* Textauszug *

Foto: JEROME FAVRE/EPA-EFE/Shutterstock

Die zwölf Hongkonger hatten einen waghalsigen Plan. Früh an einem Augustmorgen waren eine Frau und elf Männer, zwischen 16 und 33 Jahren alt, in ein Motorboot gestiegen und hatten auf Taiwan zugehalten. Als Anhänger der Protestbewegung standen sie in ihrer Heimatstadt vor diversen Gerichtsprozessen. Auf der demokratisch regierten Insel winkte die Freiheit. Mitstreitern war die Flucht auf diesem Weg schon geglückt.

Im Spätsommer ist das Südchinesische Meer meist ruhig, die rund 700 Kilometer lange Reise nach Taiwan auf einem kleinen Boot war dennoch gefährlich. Teils monatelang hatten sich die zwölf Hongkonger darauf vorbereitet. Sie hatten diskret ein Boot organisiert und es zu navigieren gelernt. Es war ein Fluchtversuch wie im Film – der allerdings scheiterte: Sie kamen gerade mal 50 Seemeilen weit, bis Chinas Küstenwache sie aufgriff.

* Bereitgestelltes Material *

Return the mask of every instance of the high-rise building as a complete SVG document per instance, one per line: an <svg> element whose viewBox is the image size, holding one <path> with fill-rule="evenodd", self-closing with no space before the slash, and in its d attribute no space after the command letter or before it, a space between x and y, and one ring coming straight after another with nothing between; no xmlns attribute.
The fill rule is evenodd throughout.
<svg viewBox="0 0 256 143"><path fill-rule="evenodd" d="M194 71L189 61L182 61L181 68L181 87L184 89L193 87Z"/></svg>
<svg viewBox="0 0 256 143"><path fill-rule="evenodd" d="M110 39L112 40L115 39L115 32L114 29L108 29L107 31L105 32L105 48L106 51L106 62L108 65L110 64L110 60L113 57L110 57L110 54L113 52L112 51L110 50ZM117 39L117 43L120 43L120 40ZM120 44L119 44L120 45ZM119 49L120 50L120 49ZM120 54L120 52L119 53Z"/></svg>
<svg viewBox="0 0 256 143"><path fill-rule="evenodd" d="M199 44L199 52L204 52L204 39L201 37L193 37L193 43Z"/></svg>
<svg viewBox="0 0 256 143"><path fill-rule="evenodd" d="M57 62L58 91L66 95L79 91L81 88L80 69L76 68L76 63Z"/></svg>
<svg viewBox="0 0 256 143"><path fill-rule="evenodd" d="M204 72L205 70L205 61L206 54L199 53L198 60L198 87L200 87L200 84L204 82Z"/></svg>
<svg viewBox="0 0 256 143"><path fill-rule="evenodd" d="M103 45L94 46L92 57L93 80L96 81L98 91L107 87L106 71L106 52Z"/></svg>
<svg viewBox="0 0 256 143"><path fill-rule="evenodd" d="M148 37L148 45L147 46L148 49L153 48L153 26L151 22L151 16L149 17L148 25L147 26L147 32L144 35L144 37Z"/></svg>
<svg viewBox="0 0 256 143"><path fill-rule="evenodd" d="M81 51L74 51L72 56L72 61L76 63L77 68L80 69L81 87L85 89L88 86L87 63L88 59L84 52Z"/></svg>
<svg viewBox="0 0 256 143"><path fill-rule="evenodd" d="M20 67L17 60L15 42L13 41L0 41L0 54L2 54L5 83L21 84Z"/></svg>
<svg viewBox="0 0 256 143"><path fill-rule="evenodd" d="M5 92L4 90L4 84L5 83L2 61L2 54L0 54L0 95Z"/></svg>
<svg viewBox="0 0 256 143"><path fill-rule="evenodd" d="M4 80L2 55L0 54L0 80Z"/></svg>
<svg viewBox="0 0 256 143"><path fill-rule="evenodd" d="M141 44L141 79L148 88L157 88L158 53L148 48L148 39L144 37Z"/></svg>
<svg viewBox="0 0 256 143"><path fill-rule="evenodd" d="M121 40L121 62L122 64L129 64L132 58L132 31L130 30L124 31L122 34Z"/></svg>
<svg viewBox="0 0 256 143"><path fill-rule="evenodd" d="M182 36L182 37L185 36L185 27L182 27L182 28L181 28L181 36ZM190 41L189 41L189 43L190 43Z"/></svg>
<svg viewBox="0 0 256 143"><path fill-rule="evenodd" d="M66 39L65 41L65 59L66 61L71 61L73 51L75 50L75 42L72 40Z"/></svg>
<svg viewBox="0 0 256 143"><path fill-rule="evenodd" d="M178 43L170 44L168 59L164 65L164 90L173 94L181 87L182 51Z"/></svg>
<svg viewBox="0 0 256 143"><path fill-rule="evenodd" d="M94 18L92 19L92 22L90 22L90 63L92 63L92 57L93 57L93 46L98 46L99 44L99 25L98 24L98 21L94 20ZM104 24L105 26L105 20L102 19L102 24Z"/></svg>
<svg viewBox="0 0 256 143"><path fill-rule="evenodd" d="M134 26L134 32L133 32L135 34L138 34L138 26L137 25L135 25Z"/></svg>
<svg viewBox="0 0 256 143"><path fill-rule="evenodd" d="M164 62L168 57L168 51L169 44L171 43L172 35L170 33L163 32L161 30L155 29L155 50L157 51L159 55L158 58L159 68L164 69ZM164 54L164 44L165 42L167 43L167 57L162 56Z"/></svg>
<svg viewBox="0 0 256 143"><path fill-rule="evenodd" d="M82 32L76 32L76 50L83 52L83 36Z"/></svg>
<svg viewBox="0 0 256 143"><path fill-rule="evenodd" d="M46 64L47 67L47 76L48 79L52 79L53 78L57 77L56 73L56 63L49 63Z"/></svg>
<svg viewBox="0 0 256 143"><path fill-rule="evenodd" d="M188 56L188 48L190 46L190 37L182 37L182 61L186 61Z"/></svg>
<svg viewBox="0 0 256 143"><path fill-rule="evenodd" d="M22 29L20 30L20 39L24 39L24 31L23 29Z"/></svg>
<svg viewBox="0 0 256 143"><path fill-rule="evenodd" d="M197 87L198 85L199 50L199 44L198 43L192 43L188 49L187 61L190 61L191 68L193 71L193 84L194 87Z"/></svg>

* Aufgaben *
**1.** Übertragen Sie diesen Satz aus dem Text über die Flucht der zwölf Hongkonger ins Englische: „Im Spätsommer ist das Südchinesische Meer meist ruhig, die rund 700 Kilometer lange Reise nach Taiwan auf einem kleinen Boot war dennoch gefährlich.“
**2.** Beantworten Sie anhand des Textauszugs kurz:
(a) Wie viele Frauen befanden sich unter den zwölf Hongkongern?
(b) Zwischen welchen Altersgrenzen lagen die Flüchtenden?
(c) Wie weit kamen sie, bevor Chinas Küstenwache sie aufgriff?

* Lösungen je Aufgabe *
**1.** In late summer the South China Sea is usually calm; the journey of around 700 kilometers to Taiwan on a small boat was dangerous nonetheless.

**2.**
(a) Eine Frau.
(b) Zwischen 16 und 33 Jahren.
(c) Gerade mal 50 Seemeilen weit.